DIRECTIONS: Starting at the line that has "target: turquoise water" and stopping after the line that has "[[[117,121],[115,132],[120,134],[138,133],[133,124],[125,119]]]", write those lines out again with "distinct pieces" substituted for every "separate parts" and nothing else altered.

EXCERPTED RECORDS:
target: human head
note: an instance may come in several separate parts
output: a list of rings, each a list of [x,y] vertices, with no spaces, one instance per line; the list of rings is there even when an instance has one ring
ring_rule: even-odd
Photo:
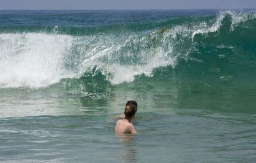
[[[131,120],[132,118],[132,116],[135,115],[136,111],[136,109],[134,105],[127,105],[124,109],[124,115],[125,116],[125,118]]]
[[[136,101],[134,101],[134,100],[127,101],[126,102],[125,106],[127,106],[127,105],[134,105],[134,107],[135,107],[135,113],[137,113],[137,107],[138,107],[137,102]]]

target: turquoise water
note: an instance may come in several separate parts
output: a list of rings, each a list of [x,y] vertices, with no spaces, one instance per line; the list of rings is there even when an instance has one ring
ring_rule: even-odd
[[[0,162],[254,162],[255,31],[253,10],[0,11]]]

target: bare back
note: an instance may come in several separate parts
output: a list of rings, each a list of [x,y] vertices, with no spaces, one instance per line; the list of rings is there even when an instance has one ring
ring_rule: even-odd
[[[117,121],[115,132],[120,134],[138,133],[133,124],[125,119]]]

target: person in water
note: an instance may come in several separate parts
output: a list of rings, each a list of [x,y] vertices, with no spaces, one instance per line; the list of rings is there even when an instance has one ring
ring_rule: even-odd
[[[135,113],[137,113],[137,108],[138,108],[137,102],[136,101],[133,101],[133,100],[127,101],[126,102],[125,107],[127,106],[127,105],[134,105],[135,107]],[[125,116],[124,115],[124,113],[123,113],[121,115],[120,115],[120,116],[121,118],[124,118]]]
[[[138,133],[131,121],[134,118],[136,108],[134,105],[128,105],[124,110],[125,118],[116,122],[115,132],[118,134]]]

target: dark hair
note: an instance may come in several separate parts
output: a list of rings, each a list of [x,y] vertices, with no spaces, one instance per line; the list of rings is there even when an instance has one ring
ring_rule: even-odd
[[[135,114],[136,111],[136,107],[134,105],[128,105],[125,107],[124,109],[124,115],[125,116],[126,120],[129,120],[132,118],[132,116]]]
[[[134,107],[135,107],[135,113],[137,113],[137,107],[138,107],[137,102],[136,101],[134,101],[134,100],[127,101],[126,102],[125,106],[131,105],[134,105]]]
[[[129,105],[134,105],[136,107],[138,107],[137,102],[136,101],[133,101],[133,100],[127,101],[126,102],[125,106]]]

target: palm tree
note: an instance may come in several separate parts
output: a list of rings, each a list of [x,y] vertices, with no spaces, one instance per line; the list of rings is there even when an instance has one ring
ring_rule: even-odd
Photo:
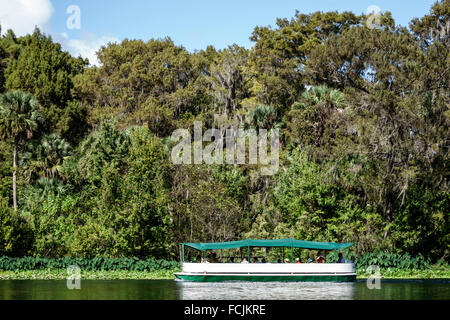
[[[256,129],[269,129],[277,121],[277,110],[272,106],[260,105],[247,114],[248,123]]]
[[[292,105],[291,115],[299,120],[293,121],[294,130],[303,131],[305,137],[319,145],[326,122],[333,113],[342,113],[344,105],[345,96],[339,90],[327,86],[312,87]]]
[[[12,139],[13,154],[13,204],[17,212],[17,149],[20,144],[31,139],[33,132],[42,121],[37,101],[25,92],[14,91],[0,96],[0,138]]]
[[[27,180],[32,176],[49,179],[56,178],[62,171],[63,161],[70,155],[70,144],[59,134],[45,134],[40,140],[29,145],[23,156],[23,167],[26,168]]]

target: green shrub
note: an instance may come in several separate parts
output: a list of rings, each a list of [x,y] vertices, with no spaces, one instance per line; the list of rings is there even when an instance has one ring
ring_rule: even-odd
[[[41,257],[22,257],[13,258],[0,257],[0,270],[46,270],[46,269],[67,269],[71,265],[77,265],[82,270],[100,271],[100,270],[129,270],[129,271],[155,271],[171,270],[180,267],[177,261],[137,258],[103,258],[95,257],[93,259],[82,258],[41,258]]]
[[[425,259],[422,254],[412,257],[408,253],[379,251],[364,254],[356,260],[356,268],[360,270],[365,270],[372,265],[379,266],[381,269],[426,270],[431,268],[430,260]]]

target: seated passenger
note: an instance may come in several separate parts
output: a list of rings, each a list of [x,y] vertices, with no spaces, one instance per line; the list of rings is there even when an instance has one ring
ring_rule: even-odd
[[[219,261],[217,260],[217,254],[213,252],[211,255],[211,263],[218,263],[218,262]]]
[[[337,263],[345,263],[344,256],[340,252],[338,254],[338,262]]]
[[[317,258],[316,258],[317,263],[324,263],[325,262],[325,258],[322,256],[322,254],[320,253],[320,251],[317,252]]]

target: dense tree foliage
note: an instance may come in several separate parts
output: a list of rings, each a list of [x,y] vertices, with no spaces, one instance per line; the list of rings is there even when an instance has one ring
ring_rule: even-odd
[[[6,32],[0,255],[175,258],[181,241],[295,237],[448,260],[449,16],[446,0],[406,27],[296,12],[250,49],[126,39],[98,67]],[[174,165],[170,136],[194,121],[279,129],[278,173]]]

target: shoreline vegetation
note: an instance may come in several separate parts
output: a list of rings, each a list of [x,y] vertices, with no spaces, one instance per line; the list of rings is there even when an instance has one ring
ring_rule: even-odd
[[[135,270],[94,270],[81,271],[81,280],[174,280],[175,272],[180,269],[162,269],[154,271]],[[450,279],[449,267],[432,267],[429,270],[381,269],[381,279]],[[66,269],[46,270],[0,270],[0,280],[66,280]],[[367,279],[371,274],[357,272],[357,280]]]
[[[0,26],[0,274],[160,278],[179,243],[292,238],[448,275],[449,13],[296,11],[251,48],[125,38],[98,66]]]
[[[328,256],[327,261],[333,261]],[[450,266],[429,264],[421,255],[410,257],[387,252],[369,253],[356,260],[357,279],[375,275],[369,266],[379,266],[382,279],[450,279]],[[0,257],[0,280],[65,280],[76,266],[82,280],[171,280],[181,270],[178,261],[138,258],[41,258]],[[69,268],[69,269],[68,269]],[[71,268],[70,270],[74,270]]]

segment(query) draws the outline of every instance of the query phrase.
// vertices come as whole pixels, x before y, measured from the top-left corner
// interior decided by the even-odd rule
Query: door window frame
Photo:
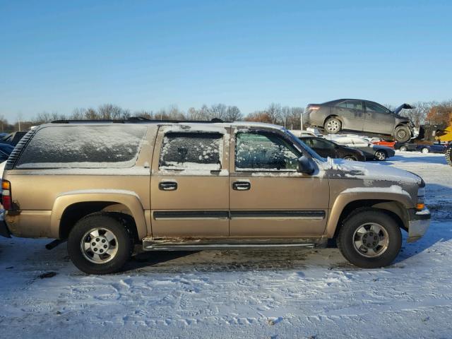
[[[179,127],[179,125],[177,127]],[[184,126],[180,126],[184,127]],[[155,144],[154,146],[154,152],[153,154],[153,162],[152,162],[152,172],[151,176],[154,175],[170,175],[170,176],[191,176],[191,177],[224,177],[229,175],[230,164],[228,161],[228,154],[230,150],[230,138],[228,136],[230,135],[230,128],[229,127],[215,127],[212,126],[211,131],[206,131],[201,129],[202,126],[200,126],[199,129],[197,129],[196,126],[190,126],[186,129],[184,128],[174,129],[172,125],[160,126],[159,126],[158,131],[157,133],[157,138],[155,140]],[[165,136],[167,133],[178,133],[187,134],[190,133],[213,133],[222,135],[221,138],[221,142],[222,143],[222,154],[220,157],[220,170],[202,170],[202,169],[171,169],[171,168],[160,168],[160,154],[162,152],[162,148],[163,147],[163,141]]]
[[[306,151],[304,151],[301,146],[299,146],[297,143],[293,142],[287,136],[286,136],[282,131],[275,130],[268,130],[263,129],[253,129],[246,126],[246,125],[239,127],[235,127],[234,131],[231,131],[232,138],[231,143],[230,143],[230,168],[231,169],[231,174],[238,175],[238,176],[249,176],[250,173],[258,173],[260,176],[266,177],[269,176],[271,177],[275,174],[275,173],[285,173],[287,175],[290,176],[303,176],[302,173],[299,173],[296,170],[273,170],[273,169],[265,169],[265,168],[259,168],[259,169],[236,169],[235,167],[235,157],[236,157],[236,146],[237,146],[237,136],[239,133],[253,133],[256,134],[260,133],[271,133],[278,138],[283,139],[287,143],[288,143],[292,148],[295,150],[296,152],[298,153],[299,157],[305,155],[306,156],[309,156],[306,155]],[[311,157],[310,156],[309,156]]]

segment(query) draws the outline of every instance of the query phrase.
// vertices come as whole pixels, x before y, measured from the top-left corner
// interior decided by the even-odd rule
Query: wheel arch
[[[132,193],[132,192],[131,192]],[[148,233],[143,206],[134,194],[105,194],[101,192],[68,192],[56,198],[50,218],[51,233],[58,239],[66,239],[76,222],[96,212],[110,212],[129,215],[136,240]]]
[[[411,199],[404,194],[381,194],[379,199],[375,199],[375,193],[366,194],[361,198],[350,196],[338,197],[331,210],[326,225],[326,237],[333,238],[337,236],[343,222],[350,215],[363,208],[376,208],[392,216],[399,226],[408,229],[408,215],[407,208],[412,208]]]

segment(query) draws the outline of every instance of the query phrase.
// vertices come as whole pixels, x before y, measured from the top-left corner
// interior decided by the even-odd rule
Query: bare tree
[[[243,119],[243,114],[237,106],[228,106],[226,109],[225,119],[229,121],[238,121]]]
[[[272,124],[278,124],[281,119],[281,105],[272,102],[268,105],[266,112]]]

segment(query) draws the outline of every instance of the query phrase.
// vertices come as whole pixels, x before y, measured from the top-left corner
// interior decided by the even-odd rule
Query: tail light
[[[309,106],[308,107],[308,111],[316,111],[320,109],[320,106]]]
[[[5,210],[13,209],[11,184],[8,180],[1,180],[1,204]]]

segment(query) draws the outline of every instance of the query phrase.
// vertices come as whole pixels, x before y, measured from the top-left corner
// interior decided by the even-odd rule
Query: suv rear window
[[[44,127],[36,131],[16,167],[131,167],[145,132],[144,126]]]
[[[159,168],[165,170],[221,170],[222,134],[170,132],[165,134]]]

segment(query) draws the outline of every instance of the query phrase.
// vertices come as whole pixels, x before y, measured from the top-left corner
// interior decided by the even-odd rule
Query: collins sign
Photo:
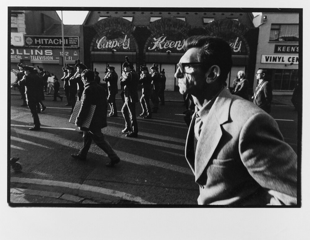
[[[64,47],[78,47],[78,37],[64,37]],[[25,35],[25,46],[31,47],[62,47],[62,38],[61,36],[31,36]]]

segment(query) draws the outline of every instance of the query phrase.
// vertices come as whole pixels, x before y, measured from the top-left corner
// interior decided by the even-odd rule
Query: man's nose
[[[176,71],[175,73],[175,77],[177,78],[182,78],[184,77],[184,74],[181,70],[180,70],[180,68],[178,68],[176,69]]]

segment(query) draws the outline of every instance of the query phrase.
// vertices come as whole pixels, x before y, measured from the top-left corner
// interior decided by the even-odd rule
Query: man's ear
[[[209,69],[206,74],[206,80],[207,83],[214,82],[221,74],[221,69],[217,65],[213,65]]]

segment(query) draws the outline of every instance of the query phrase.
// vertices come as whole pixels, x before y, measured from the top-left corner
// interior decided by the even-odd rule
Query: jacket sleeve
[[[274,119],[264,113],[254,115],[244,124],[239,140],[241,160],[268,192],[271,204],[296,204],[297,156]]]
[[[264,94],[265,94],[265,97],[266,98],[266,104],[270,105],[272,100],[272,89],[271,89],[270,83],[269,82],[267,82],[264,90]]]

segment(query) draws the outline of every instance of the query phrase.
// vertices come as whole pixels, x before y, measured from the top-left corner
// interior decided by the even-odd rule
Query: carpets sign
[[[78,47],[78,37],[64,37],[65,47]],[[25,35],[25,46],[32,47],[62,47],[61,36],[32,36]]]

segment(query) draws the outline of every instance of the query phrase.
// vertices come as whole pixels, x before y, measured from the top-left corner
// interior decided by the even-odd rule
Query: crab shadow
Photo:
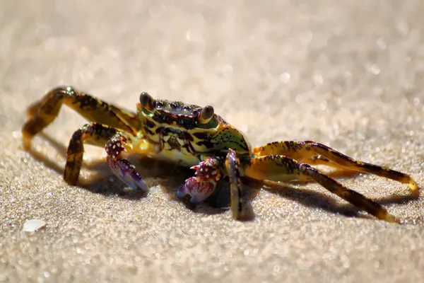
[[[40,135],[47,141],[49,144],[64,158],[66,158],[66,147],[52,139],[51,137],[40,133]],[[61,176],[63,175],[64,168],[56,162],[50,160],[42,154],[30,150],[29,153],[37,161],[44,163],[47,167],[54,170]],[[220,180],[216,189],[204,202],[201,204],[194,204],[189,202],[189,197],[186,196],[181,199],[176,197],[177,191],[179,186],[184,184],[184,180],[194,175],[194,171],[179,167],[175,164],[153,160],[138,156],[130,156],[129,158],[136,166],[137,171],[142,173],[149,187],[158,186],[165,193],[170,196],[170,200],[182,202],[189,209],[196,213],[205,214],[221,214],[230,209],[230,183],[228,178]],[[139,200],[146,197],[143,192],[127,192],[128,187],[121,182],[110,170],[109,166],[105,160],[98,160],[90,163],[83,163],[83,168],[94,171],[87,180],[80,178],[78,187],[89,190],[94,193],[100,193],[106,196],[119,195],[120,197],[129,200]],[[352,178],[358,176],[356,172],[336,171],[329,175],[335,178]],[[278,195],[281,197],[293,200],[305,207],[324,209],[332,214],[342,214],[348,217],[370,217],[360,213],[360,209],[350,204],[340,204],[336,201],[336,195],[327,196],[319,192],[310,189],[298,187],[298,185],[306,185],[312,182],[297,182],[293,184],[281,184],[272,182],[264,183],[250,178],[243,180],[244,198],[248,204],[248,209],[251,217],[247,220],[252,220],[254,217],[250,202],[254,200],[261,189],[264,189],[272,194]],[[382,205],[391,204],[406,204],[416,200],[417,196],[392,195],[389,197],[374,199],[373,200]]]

RESPONSE:
target: turquoise water
note: an instance may come in several distinct pieces
output: a list of rings, each a list of [x,y] vertices, with no spaces, one instance per line; the list of rings is there even when an instance has one ring
ring_rule: even-odd
[[[0,162],[254,162],[255,31],[253,10],[0,11]]]

target: bare back
note: an instance may come in several distinct pieces
output: a list of rings, each a list of [x,y] vertices, with no spaces, one instance per line; the list of rings is there even when an instance has one ring
ring_rule: even-odd
[[[117,121],[115,132],[120,134],[138,133],[133,124],[125,119]]]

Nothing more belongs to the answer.